▸ Short task
Write out the lines from the line containing "mark: the woman's neck" through the final line of the listing below, exactly, omitting every other line.

(Records from a collection)
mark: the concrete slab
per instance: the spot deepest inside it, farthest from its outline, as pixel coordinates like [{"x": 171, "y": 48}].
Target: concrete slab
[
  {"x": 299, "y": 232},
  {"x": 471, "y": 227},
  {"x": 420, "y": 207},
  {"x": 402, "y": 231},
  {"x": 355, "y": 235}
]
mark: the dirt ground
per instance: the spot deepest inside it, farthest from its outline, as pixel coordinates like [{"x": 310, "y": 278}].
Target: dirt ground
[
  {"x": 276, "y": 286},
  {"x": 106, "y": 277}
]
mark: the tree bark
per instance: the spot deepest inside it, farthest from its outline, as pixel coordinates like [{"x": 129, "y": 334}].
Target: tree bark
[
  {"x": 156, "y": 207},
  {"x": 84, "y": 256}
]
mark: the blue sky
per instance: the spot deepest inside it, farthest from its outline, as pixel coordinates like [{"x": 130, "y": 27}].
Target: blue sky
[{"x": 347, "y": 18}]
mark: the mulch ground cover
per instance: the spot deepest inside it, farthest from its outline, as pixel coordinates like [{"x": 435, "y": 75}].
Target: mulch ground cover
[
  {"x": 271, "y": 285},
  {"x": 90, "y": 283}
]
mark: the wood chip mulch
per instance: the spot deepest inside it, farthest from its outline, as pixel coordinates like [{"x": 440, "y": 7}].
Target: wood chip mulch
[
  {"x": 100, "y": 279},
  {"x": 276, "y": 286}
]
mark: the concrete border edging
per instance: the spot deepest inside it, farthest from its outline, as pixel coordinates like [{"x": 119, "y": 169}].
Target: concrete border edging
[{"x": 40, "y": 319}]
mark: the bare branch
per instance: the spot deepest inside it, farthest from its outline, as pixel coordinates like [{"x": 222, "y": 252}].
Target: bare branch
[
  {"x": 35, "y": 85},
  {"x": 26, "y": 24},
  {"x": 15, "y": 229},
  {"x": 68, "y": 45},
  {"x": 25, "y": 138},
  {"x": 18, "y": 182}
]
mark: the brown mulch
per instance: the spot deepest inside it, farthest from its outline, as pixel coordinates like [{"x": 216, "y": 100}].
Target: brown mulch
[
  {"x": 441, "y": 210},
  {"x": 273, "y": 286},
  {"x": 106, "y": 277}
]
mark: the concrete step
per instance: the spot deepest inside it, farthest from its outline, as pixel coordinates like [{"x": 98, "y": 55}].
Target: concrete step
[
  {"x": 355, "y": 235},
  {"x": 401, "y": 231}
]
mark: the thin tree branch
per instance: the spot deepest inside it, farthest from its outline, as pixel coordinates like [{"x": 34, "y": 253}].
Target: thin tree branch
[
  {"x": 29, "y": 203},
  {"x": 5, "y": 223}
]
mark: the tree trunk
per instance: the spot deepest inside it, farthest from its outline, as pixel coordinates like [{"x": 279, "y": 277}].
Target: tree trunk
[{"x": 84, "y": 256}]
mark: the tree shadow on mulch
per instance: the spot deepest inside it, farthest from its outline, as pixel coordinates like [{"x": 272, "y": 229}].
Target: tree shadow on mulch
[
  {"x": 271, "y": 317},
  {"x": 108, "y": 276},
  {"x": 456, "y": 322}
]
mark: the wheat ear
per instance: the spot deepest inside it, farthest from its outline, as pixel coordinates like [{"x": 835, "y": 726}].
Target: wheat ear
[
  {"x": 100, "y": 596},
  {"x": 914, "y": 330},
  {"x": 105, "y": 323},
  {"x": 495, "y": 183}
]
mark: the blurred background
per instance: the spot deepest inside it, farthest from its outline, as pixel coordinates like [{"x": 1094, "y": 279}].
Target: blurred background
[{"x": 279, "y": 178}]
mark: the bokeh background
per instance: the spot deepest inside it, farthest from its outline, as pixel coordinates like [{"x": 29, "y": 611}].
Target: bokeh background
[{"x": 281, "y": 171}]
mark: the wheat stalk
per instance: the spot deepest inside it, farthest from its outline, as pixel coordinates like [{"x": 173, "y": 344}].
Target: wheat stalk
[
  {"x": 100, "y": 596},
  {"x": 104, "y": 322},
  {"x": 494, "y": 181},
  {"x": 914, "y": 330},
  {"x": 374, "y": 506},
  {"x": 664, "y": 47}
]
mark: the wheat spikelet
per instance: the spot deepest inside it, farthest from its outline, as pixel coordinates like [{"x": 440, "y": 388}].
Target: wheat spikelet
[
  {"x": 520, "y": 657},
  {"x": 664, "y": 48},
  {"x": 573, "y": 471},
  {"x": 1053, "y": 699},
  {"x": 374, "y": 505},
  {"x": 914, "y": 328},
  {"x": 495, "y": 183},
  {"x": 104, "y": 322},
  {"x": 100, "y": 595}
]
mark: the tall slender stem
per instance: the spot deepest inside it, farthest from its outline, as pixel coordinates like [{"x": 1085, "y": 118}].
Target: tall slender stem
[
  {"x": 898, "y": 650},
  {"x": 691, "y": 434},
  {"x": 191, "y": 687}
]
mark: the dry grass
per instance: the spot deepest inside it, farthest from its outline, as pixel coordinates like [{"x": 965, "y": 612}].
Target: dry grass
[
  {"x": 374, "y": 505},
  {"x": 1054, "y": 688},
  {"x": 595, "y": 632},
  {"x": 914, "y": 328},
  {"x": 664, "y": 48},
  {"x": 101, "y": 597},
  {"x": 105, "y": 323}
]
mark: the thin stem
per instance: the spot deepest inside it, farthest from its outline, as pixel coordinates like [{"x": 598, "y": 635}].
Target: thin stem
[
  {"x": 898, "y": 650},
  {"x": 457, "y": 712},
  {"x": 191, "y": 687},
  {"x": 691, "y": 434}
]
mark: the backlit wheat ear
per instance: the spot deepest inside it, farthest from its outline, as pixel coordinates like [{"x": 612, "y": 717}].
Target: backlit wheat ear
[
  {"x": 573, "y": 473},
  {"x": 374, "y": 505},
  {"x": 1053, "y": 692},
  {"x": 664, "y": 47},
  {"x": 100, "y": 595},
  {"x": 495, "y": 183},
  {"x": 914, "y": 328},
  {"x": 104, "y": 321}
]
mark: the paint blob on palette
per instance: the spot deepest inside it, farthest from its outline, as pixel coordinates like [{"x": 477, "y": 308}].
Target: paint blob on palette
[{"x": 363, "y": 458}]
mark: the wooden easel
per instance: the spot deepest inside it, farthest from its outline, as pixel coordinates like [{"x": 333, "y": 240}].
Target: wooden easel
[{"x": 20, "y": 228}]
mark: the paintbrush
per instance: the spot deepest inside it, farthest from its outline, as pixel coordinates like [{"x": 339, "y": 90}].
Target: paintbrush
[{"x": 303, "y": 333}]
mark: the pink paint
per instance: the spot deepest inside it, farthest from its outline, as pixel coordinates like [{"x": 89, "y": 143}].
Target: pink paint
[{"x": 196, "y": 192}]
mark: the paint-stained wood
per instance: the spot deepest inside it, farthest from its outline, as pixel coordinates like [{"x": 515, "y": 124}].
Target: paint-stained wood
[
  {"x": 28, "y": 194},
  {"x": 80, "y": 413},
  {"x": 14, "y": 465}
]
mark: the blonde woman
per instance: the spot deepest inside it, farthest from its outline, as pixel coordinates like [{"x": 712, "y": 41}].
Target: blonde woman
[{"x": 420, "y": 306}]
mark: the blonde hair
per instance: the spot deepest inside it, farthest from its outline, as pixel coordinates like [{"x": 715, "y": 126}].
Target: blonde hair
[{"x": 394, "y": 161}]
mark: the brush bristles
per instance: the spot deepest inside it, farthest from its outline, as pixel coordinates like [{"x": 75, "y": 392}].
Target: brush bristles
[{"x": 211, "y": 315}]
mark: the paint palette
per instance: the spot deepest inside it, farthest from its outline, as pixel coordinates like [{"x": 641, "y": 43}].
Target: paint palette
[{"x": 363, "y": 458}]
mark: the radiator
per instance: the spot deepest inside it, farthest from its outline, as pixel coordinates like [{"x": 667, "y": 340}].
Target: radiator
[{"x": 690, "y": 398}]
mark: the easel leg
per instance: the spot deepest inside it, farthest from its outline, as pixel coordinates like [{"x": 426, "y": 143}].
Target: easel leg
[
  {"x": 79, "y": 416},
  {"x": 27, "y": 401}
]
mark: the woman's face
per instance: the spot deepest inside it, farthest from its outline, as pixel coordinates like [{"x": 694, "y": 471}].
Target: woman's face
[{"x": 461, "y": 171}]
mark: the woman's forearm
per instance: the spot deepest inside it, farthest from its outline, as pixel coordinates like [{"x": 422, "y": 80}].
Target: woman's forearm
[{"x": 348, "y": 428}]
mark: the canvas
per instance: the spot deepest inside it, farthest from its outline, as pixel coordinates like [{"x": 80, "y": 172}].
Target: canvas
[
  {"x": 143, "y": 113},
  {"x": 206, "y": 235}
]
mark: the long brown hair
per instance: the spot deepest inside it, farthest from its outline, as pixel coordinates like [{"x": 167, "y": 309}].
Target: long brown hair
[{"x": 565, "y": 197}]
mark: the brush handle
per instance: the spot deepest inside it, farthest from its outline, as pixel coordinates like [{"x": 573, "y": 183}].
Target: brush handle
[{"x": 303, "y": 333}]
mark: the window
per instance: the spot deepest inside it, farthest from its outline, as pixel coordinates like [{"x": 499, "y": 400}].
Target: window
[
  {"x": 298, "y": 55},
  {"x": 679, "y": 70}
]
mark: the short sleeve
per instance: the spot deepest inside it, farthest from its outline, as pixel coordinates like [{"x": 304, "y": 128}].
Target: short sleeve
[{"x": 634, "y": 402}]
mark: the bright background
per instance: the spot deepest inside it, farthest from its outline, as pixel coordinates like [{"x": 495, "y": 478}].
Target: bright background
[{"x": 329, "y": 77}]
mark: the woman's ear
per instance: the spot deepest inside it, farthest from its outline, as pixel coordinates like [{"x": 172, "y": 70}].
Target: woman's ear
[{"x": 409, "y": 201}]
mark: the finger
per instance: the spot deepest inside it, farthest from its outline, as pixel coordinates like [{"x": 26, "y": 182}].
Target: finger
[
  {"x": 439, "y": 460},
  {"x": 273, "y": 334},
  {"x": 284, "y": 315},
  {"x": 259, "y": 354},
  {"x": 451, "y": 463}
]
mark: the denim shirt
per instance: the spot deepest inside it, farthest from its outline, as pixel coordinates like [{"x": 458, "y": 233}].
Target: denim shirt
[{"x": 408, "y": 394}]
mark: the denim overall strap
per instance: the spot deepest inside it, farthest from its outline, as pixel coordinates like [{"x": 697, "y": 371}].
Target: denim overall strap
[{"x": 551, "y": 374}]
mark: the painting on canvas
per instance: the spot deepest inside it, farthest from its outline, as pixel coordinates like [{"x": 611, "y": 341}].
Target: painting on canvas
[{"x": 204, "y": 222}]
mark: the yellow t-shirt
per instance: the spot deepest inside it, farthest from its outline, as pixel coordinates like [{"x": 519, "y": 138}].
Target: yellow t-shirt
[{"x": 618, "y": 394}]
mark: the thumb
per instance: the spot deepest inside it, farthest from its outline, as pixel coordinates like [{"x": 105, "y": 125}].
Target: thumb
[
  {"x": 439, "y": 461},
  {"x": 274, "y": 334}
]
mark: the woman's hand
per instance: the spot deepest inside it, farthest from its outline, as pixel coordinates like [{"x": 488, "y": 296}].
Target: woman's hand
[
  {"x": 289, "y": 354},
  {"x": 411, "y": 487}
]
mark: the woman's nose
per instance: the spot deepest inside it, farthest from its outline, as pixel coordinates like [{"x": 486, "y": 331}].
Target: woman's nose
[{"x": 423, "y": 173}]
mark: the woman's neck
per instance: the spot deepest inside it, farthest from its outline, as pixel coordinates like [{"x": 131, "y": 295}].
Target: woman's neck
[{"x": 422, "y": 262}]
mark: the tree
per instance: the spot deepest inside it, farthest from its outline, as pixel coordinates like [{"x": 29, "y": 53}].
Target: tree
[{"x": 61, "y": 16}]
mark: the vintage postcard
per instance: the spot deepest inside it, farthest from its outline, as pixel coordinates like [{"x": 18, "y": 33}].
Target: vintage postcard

▸ Expected answer
mark: the woman's neck
per instance: the spot deepest inside it, farthest from its outline, as pixel coordinates like [{"x": 131, "y": 295}].
Target: woman's neck
[{"x": 422, "y": 262}]
mark: the tree
per instance: the spot deepest inside it, farthest from its outline, as pixel coordinates like [{"x": 29, "y": 53}].
Target: tree
[{"x": 61, "y": 16}]
mark: the vintage postcard
per instance: the spot deepest inside it, farthest from its outline, as pixel coordinates like [{"x": 18, "y": 33}].
Target: vintage postcard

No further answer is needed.